DATA ROWS:
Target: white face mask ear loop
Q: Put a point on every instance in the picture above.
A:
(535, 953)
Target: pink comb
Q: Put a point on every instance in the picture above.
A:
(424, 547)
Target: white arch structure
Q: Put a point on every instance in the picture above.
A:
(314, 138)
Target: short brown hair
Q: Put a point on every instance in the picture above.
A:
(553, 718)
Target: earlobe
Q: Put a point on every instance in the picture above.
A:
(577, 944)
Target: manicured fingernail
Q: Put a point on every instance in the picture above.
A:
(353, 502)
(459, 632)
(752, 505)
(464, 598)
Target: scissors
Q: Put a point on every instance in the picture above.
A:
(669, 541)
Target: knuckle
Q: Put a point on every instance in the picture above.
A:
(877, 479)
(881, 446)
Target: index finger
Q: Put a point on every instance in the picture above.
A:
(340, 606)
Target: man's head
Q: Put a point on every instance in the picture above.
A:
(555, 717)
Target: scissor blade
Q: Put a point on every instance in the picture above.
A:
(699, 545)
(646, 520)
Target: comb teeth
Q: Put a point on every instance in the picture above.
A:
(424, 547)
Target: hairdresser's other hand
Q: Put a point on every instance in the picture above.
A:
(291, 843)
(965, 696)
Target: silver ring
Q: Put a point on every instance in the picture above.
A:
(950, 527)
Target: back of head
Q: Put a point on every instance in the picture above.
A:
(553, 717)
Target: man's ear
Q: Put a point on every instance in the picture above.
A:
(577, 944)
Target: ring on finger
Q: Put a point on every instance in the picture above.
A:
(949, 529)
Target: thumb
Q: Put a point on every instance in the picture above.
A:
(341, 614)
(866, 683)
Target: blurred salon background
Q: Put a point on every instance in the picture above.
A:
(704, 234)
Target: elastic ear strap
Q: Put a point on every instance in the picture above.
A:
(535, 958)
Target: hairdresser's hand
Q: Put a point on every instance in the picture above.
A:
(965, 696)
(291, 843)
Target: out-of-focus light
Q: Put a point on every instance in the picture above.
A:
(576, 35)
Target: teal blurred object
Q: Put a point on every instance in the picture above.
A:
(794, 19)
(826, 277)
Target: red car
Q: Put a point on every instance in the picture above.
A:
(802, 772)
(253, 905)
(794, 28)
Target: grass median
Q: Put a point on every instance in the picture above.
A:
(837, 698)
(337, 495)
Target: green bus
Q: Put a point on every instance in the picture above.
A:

EXERCISE: Render the listing above as a Markdown table with one row per nonblank line, using the columns Row and Line.

EXERCISE SOLUTION:
| Row | Line |
|---|---|
| 1 | Target: white face mask ear loop |
| 2 | Q: Put a point on every instance in the picture above. |
| 3 | A: |
| 4 | (535, 953) |
| 5 | Target: pink comb |
| 6 | Q: Put a point on every instance in the picture above. |
| 7 | A: |
| 8 | (424, 547) |
| 9 | Target: white arch structure |
| 10 | Q: Put a point on every instance in the picture above. |
| 11 | A: |
| 12 | (314, 138) |
| 13 | Target: short brown hair |
| 14 | Q: Put a point on every instance in the picture above. |
| 15 | A: |
| 16 | (553, 718) |
| 17 | Target: earlobe |
| 18 | Q: Put a point on every instance in the picture above. |
| 19 | A: |
| 20 | (577, 944) |
| 21 | Target: manicured fingernail |
| 22 | Q: Put a point on every instance in the picture above. |
| 23 | A: |
| 24 | (353, 502) |
| 25 | (459, 632) |
| 26 | (752, 505) |
| 27 | (464, 598) |
| 28 | Target: scissors |
| 29 | Q: Put a point on every instance in the picture above. |
| 30 | A: |
| 31 | (669, 541) |
| 32 | Target: knuckle |
| 33 | Q: Put a point on every instance in the picture above. |
| 34 | A: |
| 35 | (877, 479) |
| 36 | (881, 446) |
| 37 | Target: index finger |
| 38 | Q: Put a point on every instance in the picture above. |
| 39 | A: |
| 40 | (340, 606) |
| 41 | Target: man's head |
| 42 | Q: Put a point on every instance in the picture above. |
| 43 | A: |
| 44 | (555, 717) |
| 45 | Target: scissor blade |
| 46 | Q: Put a point on every instance in the picture above. |
| 47 | A: |
| 48 | (699, 545) |
| 49 | (646, 520) |
| 50 | Target: comb teeth |
| 51 | Q: Put a point on every instance in the picture above. |
| 52 | A: |
| 53 | (424, 547) |
| 54 | Target: hairdresser's other hand |
| 55 | Q: Put a point on every instance in the picture above. |
| 56 | A: |
| 57 | (291, 843) |
| 58 | (965, 696) |
| 59 | Target: silver ring |
| 60 | Q: Put a point on every instance in the picture above. |
| 61 | A: |
| 62 | (950, 527) |
| 63 | Target: back of head |
| 64 | Q: Put a point on every instance in the picture above. |
| 65 | A: |
| 66 | (553, 717) |
| 67 | Target: man's ear |
| 68 | Q: Put a point on every instance in the picture above. |
| 69 | A: |
| 70 | (577, 944) |
| 71 | Target: ring on finger |
| 72 | Q: Put a point on every instance in the picture above. |
| 73 | A: |
| 74 | (949, 529) |
| 75 | Target: thumb |
| 76 | Q: Put a point on every instance in the picture above. |
| 77 | A: |
| 78 | (341, 614) |
| 79 | (866, 683) |
| 80 | Target: blurred salon background |
| 81 | Q: Put a point on every instance in the picture above. |
| 82 | A: |
| 83 | (704, 234) |
| 84 | Target: elastic ear strap |
| 85 | Q: Put a point on every instance in the picture above. |
| 86 | A: |
| 87 | (535, 958) |
| 88 | Target: hairdresser's hand |
| 89 | Q: Put a point on every instance in the picture above. |
| 90 | A: |
| 91 | (965, 696) |
| 92 | (291, 843) |
| 93 | Target: out-of-focus light |
| 94 | Q: Put a point on every instance in the picture above. |
| 95 | A: |
| 96 | (576, 35) |
| 97 | Target: teal blurred object |
| 98 | Q: Put a point on every instance in the picture above. |
| 99 | A: |
| 100 | (794, 19) |
| 101 | (826, 277) |
| 102 | Target: red car |
| 103 | Q: Put a point on every instance in the picture above. |
| 104 | A: |
| 105 | (802, 772) |
| 106 | (253, 905) |
| 107 | (794, 28) |
| 108 | Target: grass median |
| 109 | Q: Put a point on every instance in the picture above. |
| 110 | A: |
| 111 | (837, 698) |
| 112 | (337, 495) |
| 113 | Target: green bus |
| 114 | Q: Put a point on every instance in the picture above. |
| 115 | A: |